GIVEN TEXT
================
TORY calls for people to “learn to live with coronavirus” will cost lives and prolong the pandemic, speakers warned at the first Zero-Covid Coalition event of 2022.  

Monday evening’s webinar, which the Morning Star helped organise, heard calls for action from MPs, trade unionists, campaigners and medical experts as the continuing spread of the omicron variant sees the number of infections soar.

Tory backbenchers are putting pressure on Prime Minister Boris Johnson to rule out further Covid-19 mitigation measures, despite deaths in Britain topping 150,000 — the highest toll in Europe.

Former shadow home secretary Diane Abbott warned that the country had a PM in “name only,” whose political weakness had led to “freedom for the virus.”

The Hackney North and Stoke Newington MP dismissed Mr Johnson’s commitment to provide daily testing for just a fraction of the nation’s key workers as “just PR,” adding: “The real content of government policy is no more restrictions — survival of the fittest.

“But learning to live with the virus is actually learning to die with it and we have seen too much dying already.”

Former shadow justice secretary Richard Burgon argued that if Britain had followed the example of China, which has sought to suppress community transmission, then fewer than 10,000 people would have died.

“That means we would have saved 140,000 lives,” he said. “That’s the human cost of this government’s reckless approach.

“That’s what ‘live with it’ really means.”
================
PROVIDED DATA
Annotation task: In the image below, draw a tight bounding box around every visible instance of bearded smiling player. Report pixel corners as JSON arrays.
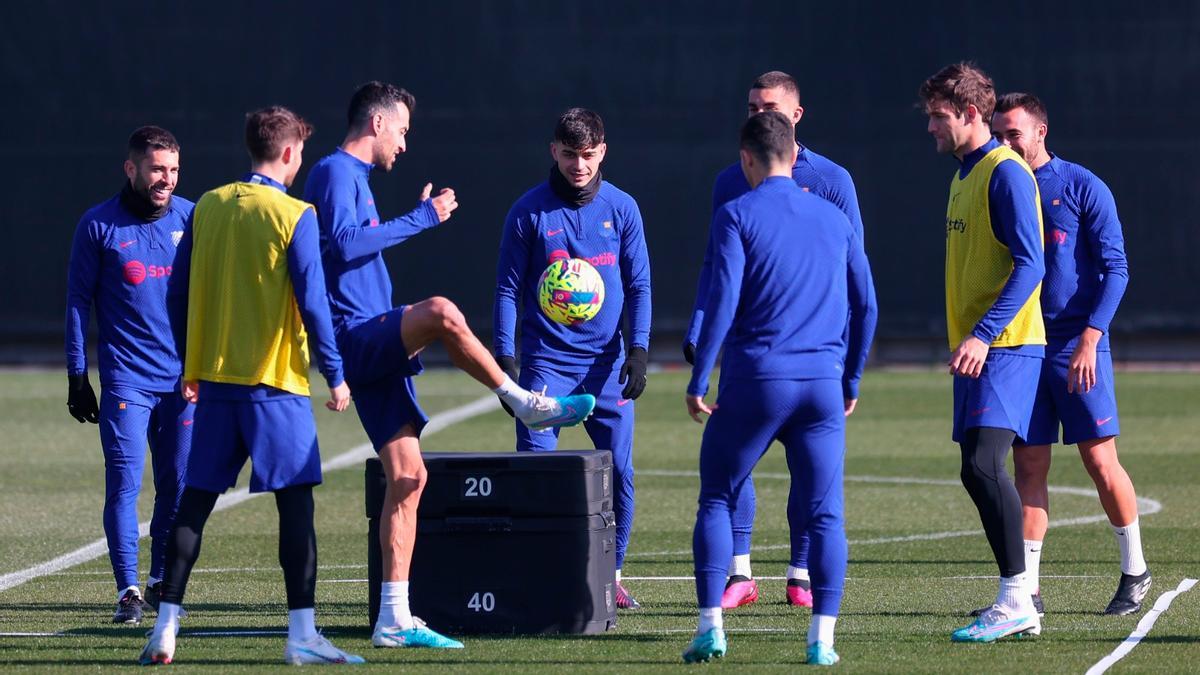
================
WORK REQUEST 1
Reproduce the Zero-Covid article verbatim from "Former shadow home" to "would have died.".
WORK REQUEST 2
Extend the Zero-Covid article past its final sentence.

EXERCISE RESULT 1
Former shadow home secretary Diane Abbott warned that the country had a PM in “name only,” whose political weakness had led to “freedom for the virus.”

The Hackney North and Stoke Newington MP dismissed Mr Johnson’s commitment to provide daily testing for just a fraction of the nation’s key workers as “just PR,” adding: “The real content of government policy is no more restrictions — survival of the fittest.

“But learning to live with the virus is actually learning to die with it and we have seen too much dying already.”

Former shadow justice secretary Richard Burgon argued that if Britain had followed the example of China, which has sought to suppress community transmission, then fewer than 10,000 people would have died.

EXERCISE RESULT 2
Professor Susan Michie of scientific advisory group Independent Sage stressed that zero-Covid proponents are not obsessed with lockdowns, which represent a failure to act early enough.

Ending mixed messages from ministers, taking proactive measures such as installing air filters in schools and waiving patents on vaccine production abroad, as well as providing proper sick pay, are what it really means to live with the virus, Prof Michie said. 

She added: “What we need is to ensure safe environments for people. It should not be down to personal responsibility.”

We Own It’s Cat Hobbs blasted reports that free lateral flow tests could soon be withdrawn as another step towards the privatisation of health services, described by the GMB union’s Helen O’Connor as the “organised, legalised theft of our public assets.”  

Morning Star editor Ben Chacko said that the health crisis had made the need for social and political transformation clear. 

“To get beyond it, we need a radically new political approach that puts people before profit,” he insisted.